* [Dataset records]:
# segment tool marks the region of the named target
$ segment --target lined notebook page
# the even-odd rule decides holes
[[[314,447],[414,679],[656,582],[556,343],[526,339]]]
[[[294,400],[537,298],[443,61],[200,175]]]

* [GIVEN PROBLEM]: Reproduce all of the records above line for line, with no changes.

* [RESULT OF THIS TASK]:
# segment tool marks the region of the named target
$ segment --target lined notebook page
# the even-odd rule decides holes
[[[314,447],[414,679],[656,582],[556,343],[526,339]]]
[[[294,400],[537,298],[443,61],[200,175]]]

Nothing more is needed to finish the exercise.